*THE PROBLEM*: Output each line of the material exactly as it stands.

*EXERCISE INPUT*:
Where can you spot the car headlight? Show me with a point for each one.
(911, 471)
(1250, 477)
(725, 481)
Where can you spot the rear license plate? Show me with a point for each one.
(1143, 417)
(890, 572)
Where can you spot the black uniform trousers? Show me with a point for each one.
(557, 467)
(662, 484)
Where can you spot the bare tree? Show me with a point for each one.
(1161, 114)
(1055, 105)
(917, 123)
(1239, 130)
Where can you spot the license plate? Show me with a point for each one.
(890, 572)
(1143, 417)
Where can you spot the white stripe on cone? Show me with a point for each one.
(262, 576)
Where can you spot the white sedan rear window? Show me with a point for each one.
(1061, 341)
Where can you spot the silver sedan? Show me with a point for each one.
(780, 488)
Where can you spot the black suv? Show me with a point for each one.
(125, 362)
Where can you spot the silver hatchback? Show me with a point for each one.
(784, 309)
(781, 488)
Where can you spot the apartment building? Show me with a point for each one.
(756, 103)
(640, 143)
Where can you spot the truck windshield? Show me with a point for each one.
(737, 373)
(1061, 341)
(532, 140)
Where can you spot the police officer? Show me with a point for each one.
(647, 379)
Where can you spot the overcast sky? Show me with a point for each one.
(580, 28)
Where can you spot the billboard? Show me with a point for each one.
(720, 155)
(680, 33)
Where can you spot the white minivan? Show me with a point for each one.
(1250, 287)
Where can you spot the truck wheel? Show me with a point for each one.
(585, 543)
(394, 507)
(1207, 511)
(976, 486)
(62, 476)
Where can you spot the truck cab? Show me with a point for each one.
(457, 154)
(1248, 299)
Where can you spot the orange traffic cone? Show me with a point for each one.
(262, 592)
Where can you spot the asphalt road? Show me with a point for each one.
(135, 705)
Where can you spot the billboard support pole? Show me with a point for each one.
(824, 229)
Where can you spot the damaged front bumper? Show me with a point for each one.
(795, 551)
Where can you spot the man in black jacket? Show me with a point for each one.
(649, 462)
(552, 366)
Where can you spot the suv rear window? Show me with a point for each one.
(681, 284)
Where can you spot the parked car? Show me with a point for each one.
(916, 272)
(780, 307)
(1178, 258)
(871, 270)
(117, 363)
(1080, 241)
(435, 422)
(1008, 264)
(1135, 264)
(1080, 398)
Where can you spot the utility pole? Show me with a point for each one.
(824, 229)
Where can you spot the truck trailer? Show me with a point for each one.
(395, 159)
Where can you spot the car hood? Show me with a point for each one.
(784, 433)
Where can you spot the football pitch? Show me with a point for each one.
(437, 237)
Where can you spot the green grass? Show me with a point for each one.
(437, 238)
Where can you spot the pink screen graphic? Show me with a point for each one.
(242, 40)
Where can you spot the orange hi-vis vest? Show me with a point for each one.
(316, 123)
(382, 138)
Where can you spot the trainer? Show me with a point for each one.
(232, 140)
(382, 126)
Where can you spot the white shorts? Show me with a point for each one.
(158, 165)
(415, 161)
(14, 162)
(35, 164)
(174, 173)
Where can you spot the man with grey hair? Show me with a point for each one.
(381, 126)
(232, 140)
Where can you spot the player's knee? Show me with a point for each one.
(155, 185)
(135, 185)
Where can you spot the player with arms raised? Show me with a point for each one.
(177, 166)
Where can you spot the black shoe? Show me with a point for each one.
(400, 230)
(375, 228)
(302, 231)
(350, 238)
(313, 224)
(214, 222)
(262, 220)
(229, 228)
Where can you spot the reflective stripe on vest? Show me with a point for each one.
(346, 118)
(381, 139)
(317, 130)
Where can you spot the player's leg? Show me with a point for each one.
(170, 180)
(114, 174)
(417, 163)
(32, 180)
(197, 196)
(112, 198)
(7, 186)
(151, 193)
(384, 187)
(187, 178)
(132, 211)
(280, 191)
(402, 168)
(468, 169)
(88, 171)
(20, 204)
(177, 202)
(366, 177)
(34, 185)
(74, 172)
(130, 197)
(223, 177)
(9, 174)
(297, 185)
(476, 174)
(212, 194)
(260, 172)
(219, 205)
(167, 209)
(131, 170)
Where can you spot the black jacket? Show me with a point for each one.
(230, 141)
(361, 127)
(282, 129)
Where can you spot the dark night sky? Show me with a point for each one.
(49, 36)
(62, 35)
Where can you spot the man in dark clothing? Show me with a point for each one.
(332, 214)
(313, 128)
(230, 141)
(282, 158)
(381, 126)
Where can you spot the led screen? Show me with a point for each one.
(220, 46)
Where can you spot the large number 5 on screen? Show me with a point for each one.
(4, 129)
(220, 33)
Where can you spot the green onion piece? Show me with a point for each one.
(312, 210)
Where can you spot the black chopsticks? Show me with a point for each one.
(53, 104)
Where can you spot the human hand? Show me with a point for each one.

*EXERCISE ANSWER*:
Where can you spot the car headlight? Show me with a point for each one.
(911, 471)
(1250, 477)
(725, 481)
Where can you spot the rear license plate? Show me with a point for each one.
(1143, 417)
(890, 572)
Where can you spot the black uniform trousers? Show me with a point for each one.
(557, 467)
(662, 484)
Where can you spot the bare tree? Show me with a point for each one.
(1161, 114)
(1055, 105)
(917, 123)
(1239, 130)
Where can you spot the license plate? Show me with a point for each one.
(890, 572)
(1143, 417)
Where can you spot the white stripe on cone? Show me with a point for each one.
(262, 576)
Where can you spot the white sedan rear window? Show me with a point for each one.
(1061, 341)
Where can you spot the silver sedan? Show me with a point for each one.
(780, 488)
Where can you spot the black suv? Show me with a point for each one.
(125, 362)
Where can you spot the silver hatchback? Show me with a point for each one.
(784, 309)
(781, 488)
Where can you spot the apartment building? Show me with a point for each one.
(756, 103)
(640, 143)
Where can you spot the truck windshield? Show me with a point for each one.
(737, 373)
(1061, 341)
(532, 140)
Where can you spot the police officer? Show me with a point for each one.
(647, 379)
Where can you spot the overcast sky? Show me with a point for each one.
(580, 28)
Where can you spot the billboard? Show me with a point for each one.
(720, 155)
(680, 33)
Where can you spot the white minivan? Show me with a point for each one.
(1250, 287)
Where can you spot the truck wheel? Show me with a point for each one.
(585, 543)
(394, 507)
(1207, 511)
(976, 486)
(62, 476)
Where can you spot the truck cab? Show me with a point for each one.
(457, 154)
(1248, 299)
Where can you spot the orange traffic cone? Show me with a point for each one.
(262, 592)
Where can you spot the asphalt road? Show me with a point for each one.
(135, 705)
Where can you spot the billboard support pole? Show me with a point for each one.
(824, 229)
Where can you spot the damaged front bumper? Show me with a point for each one.
(795, 551)
Where can you spot the man in black jacket? Show me with a point for each one.
(649, 462)
(552, 366)
Where can you spot the suv rear window? Show me with a point for each one.
(681, 284)
Where can you spot the parked car? Show me with a point for each one.
(916, 272)
(780, 307)
(1178, 258)
(871, 270)
(117, 363)
(1080, 241)
(435, 422)
(1008, 264)
(1135, 264)
(1080, 398)
Where can you spot the utility pole? Show me with a point for each one.
(824, 229)
Where can you spot the truck trailer? Show me with a point for each one.
(395, 159)
Where can you spot the car hood? Show me with a point for each one.
(784, 433)
Where can you spot the football pitch? Show me with a point for each one.
(437, 237)
Where can you spot the green grass? Show me with a point for each one.
(437, 238)
Where can you spot the pink screen graphic? Show me with a point for each one.
(242, 40)
Where can you spot the orange hi-vis vest? Show me with a point for each one.
(316, 123)
(382, 138)
Where can you spot the trainer? Show me with a point for each one.
(232, 140)
(382, 126)
Where can you spot the white shorts? Show me with a point for each one.
(158, 165)
(415, 161)
(14, 162)
(35, 164)
(174, 173)
Where can you spot the man with grey hair? Show me with a point for each one.
(381, 126)
(232, 140)
Where can you spot the player's knee? Show me with a point for each one.
(155, 185)
(135, 185)
Where can you spot the player with arms raised? Show me with a point for each one.
(177, 166)
Where can you spot the black shoe? Show me with a point for each one.
(400, 230)
(375, 228)
(302, 231)
(350, 238)
(313, 224)
(214, 222)
(262, 220)
(229, 228)
Where can you spot the reflective stripe on vest? Show me with a point for each one.
(346, 118)
(381, 139)
(317, 130)
Where can you spot the player's leg? Show me with a point for each one.
(170, 180)
(114, 174)
(417, 163)
(32, 180)
(197, 196)
(112, 198)
(7, 186)
(151, 193)
(384, 187)
(187, 178)
(132, 211)
(280, 191)
(402, 168)
(468, 169)
(88, 171)
(20, 204)
(177, 202)
(366, 177)
(34, 185)
(74, 172)
(130, 197)
(223, 177)
(9, 174)
(297, 185)
(476, 174)
(212, 194)
(260, 172)
(219, 205)
(167, 209)
(131, 170)
Where can you spot the black jacket? Show me with a point for each one.
(230, 141)
(361, 127)
(282, 129)
Where can you spot the dark night sky? Show me with a point for each one.
(49, 36)
(62, 35)
Where can you spot the man in dark clothing? Show me with a point for each one.
(332, 214)
(313, 128)
(230, 141)
(282, 158)
(381, 126)
Where can you spot the led screen? Show me with a point for each one.
(220, 46)
Where can you spot the large number 5 on screen? Show me with a point for each one.
(4, 129)
(220, 33)
Where can you spot the green onion piece? Show me with a point for each one.
(312, 210)
Where can you spot the black chopsticks? Show me with a point for each one.
(53, 104)
Where can you spot the human hand? Show me with a point for each one.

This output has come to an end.